• SELECTED EXTRACT
BEGIN
1 Corinthians 13: 1 & 13

If I speak in the tongues of men and of angels, but have not love, I am only a resounding gong or a clanging cymbal.

And now these three remain: faith, hope and love. But the greatest of these is love.

15 October 2009

Re: Committing suicide: a way out? (7B Ng Ka Chun)

The Editor,

South China Morning Post,

GPO Box 50, Hong Kong

Dear Editor,

Re: Committing suicide: a way out?

I am writing to express my points of view on the issue of suicides in Hong Kong. In the past few years, the number of cases of suicides has increased dramatically. Some quote financial problems, unhappy marriages and stress as the major reasons for committing suicide. As the issue has come to an alarming state, we should reveal what things have set the backdrop and why suicide is not the way to solve problems.

The sudden economic downturn has brought many adversities to Hong Kong people. For example, they have lost their properties and jobs within a short period of time, and their economic difficulties have even led to unhappy marriages. What mentioned have laid burdens to people. They have to bear the stress from all aspects in work and families. As a result, some resort to committing suicide, believing that it is the only way to solve problems.
END
Natural language region descriptions:
BEGIN
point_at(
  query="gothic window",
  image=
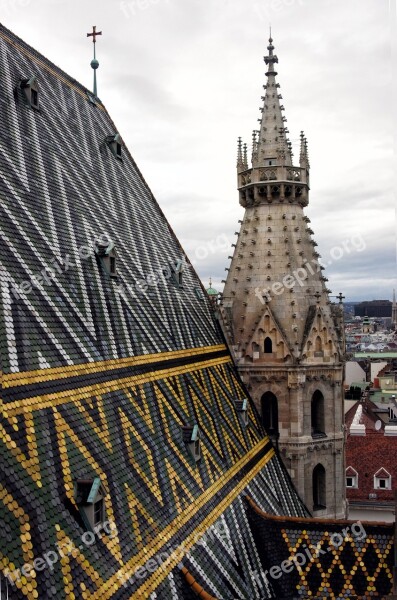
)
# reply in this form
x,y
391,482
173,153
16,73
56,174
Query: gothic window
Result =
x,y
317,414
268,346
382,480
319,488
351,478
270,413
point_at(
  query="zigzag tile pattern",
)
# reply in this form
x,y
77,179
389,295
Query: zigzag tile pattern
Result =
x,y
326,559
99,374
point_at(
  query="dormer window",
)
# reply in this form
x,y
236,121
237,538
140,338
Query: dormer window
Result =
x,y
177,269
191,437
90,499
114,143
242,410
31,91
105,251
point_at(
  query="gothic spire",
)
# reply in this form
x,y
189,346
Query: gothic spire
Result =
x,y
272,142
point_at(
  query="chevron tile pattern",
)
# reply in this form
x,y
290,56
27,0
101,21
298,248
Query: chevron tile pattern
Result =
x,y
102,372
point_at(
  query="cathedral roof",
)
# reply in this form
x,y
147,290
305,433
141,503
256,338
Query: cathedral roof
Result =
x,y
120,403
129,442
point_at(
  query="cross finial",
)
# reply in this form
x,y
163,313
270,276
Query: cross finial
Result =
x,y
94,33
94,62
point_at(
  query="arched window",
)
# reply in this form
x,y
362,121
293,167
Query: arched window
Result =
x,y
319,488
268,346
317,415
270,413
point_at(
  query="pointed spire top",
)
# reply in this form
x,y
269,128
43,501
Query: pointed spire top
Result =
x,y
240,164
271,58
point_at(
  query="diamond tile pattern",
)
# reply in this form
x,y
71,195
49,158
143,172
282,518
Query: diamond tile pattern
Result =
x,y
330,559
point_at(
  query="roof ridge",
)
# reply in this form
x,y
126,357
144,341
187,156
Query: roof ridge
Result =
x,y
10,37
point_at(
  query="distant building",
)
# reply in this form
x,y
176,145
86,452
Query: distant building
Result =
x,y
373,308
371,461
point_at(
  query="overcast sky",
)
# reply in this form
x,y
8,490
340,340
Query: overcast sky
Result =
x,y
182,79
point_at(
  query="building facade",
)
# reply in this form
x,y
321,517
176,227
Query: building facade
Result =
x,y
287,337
END
• REQUIRED TASKS
1 – According to the letter about suicide in Hong Kong, what do some people quote as the major reasons for committing suicide? List them all.
2 – Write the next part of the letter about suicide in Hong Kong, picking up after its last sentence.

• RESULTS FOR THE EXERCISE
1 – Financial problems, unhappy marriages, stress

2 –
To be frank, committing suicide is not the way to solve problems but it leads to negative effects upon oneself, families, and the society.

To begin with, people who commit suicide definitely want to escape from the problems. When people come across adversities like being fired, they are scared and worried whether they are able to sustain the livelihood. With sorrow and

disappointment, some may commit suicide. However, have they ever considered the poor living below the poverty line, striving for food and warmth every day? Will the people committing suicide become shameful if the images of the poor spark in their minds? There are far more than thousands of people who die of malnutrition and diseases. What Hong Kong people facing are short-term difficulties, while the battles brought by suicide to the family is long lasting. Committing suicide is just a sign of weakness. The plights actually strengthen our resilience.

The suicide of a family member does harm to the family. Imagine if you are facing the difficulties, the death of your family member deteriorates the scenario. You have really been plunged by two things at the same time. Definitely, committing suicide has not solved any problem. What it does is leaving the family a mess.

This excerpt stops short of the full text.